─── EXTRACTED INFORMATION ───
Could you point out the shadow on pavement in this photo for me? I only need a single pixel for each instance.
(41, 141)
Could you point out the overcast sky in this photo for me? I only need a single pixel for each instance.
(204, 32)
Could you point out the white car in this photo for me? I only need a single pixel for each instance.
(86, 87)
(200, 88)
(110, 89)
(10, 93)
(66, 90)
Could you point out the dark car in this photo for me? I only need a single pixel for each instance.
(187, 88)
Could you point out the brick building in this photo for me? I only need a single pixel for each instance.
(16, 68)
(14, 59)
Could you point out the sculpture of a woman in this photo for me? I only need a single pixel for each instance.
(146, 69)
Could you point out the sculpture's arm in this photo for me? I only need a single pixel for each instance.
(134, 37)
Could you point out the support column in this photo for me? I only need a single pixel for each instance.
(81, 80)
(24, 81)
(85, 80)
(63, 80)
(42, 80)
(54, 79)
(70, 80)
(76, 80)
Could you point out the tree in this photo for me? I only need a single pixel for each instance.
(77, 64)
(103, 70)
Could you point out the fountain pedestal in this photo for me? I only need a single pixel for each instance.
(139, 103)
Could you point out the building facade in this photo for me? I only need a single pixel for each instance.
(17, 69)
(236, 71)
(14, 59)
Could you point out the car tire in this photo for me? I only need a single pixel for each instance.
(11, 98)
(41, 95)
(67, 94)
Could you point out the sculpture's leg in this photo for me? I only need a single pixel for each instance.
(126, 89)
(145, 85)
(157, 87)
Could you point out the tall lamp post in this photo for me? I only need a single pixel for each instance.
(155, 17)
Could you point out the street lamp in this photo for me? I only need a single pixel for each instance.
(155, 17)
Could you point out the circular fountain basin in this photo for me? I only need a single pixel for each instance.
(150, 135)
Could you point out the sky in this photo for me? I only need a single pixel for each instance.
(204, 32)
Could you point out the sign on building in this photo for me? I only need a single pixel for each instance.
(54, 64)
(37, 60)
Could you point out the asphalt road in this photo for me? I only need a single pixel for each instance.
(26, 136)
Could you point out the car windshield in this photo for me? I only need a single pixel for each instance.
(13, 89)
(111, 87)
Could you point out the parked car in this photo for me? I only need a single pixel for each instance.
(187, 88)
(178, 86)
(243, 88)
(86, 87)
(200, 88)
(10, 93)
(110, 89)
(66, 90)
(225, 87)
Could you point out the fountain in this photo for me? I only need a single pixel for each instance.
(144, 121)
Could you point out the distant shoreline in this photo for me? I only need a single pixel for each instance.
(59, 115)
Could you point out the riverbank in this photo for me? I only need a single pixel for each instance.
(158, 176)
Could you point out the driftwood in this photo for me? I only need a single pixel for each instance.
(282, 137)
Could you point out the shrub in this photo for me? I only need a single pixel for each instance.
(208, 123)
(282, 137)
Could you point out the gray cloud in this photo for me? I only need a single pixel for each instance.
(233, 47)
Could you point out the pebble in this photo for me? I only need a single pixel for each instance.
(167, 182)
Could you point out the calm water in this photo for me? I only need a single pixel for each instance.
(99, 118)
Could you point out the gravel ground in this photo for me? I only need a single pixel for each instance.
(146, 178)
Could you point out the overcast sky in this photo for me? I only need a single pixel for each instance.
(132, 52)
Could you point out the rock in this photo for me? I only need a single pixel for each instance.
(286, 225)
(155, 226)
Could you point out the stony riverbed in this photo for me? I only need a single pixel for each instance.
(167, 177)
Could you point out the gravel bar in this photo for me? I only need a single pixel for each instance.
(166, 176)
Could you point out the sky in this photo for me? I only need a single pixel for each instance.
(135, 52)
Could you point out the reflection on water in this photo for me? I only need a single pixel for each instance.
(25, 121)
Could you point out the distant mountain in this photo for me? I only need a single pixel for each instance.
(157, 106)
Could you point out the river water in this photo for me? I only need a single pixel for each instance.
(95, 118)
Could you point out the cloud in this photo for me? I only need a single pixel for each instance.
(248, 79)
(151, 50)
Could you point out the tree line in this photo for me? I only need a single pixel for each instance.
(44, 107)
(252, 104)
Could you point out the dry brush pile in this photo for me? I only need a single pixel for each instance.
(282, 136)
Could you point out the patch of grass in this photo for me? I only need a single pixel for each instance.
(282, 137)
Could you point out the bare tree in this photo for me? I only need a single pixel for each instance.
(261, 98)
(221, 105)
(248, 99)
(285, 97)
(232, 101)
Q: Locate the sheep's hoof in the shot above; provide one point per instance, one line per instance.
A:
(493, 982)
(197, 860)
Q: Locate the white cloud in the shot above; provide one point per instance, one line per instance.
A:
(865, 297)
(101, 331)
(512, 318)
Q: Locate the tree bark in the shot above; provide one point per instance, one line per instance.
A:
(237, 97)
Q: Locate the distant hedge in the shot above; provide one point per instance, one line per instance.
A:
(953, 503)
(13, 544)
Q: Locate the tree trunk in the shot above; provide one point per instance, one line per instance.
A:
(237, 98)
───
Extract each line of the material exactly as it stands.

#### EXERCISE ANSWER:
Could you point out the shadow on pavement in this photo for me? I only need a single pixel for each instance.
(41, 141)
Could you point out the overcast sky in this photo for me? I only need a single pixel for each instance.
(204, 32)
Could you point out the white car in this photo for me? I only need a single pixel for each instance.
(86, 87)
(200, 88)
(110, 89)
(10, 93)
(66, 90)
Could you point out the dark car in this photo for me? I only need a single pixel for each instance.
(187, 88)
Could you point out the brick building in this photo for me? I only need a single pixel for each instance.
(16, 68)
(14, 59)
Could you point out the sculpture of a woman in this photo for me? I only need a single pixel for each instance.
(146, 69)
Could you point out the sculpture's arm in this photo for me? I only need a single pixel for each instance.
(134, 37)
Could you point out the support column in this photo for me? I only need a single pixel for each instance.
(81, 80)
(24, 81)
(85, 80)
(63, 80)
(42, 80)
(54, 79)
(70, 80)
(76, 80)
Could you point out the tree in this photo for me? I only need a single pixel for each instance.
(77, 64)
(103, 70)
Could you point out the fountain pedestal in this photo for me? I only need a single pixel for each instance.
(139, 103)
Could you point out the building facade in this photo for me? I only need a single pixel for each instance.
(17, 69)
(236, 71)
(14, 59)
Could you point out the car tire in this photo for me? I only need a single pixel for each instance.
(11, 98)
(41, 95)
(67, 94)
Could you point out the sculpture's leg in this photo for me? I only need a single pixel for each instance.
(126, 89)
(145, 85)
(157, 87)
Could you point out the tall lamp post in this photo for me? I only need a single pixel for each instance.
(155, 17)
Could you point out the street lamp in this photo for me? I only need a single pixel for each instance.
(155, 17)
Could you point out the circular fountain basin in this photo for me? I only need a single pixel for each instance.
(150, 135)
Could you point out the sky in this photo for me? I only need a single pixel for each instance.
(204, 32)
Could you point out the sign on building in this photo for me? I only need a single pixel for each instance.
(54, 64)
(37, 60)
Could you point out the asphalt road in this photo for me? I only need a single pixel for each instance.
(26, 136)
Could you point out the car windshield in this photo for me? I only need a single pixel for each instance.
(13, 89)
(111, 87)
Could you point out the parked car in this photo for me? I only need a single pixel for each instance.
(187, 88)
(178, 86)
(243, 88)
(86, 87)
(200, 88)
(10, 93)
(110, 89)
(66, 90)
(225, 87)
Could you point out the fountain in this photo for me? I only need a single pixel for each instance.
(144, 121)
Could you point out the distant shoreline in this photo for me? I only need a single pixel for each instance.
(59, 115)
Could you point out the riverbank in this photo for me? I only need a single pixel for each instance.
(158, 176)
Could you point out the driftwood in this photo for me? I only need a single pixel for each instance.
(282, 137)
Could you point out the shrub in this photo for me? I only need a single pixel for each instance.
(208, 123)
(282, 137)
Could you point out the gray cloud in this photo for me? I only need a single pixel for each instance.
(233, 47)
Could you point out the pebble in this photo for me? I only need a single pixel for each instance.
(167, 182)
Could you point out the calm water in this photo for me? I only need a single pixel for each instance.
(99, 118)
Could you point out the gravel ground in this photo for me? I only need a single pixel for each instance.
(146, 178)
Could you point out the overcast sky in this photo for me? I only need a single pixel for each instance.
(132, 52)
Could you point out the rock in this photo for me? I only need a single pixel for each instance.
(286, 225)
(155, 226)
Could you point out the stony riverbed in this photo for me? I only need a single pixel for each instance.
(167, 177)
Could you point out the gravel bar in this photo for me? I only need a single pixel for each instance.
(166, 176)
Could you point out the sky in this photo for me? I only need a single pixel for each instance.
(135, 52)
Could you point out the reflection on water in this photo for me? I only need a single pixel for each instance.
(25, 121)
Could you point out the distant mountain in this photo for me? I only need a single pixel for each instance.
(157, 106)
Could you point out the river water in this photo for me? I only need a single pixel for each instance.
(95, 118)
Could you point out the cloud in this photo for me? I only need a single pixel for each instance.
(248, 79)
(151, 50)
Could you point out the tree line in this photo for me? I only need a single pixel for each instance.
(44, 107)
(252, 104)
Could you point out the dry brush pile in this photo for me? I only need a single pixel for each instance.
(282, 136)
Could you point out the patch of grass in this photo for me? I only need a single pixel for each instance.
(282, 137)
Could you point out the bare tree in this photo for me? I only need a single pixel for each instance.
(261, 98)
(221, 105)
(248, 99)
(285, 97)
(232, 101)
Q: Locate the sheep's hoof in the shot above; provide one point per instance, one line per instance.
A:
(493, 982)
(197, 860)
Q: Locate the white cloud in the shot above; provide one point per instance, one line per instance.
A:
(865, 297)
(101, 331)
(512, 318)
Q: Locate the tree bark in the shot above; provide one point per instance, one line per instance.
A:
(237, 97)
Q: Locate the distant hedge in the shot above; provide one point per instance, one line per instance.
A:
(953, 503)
(13, 544)
Q: Locate the tree trunk in the shot above; provide one point per instance, one line per instance.
A:
(237, 98)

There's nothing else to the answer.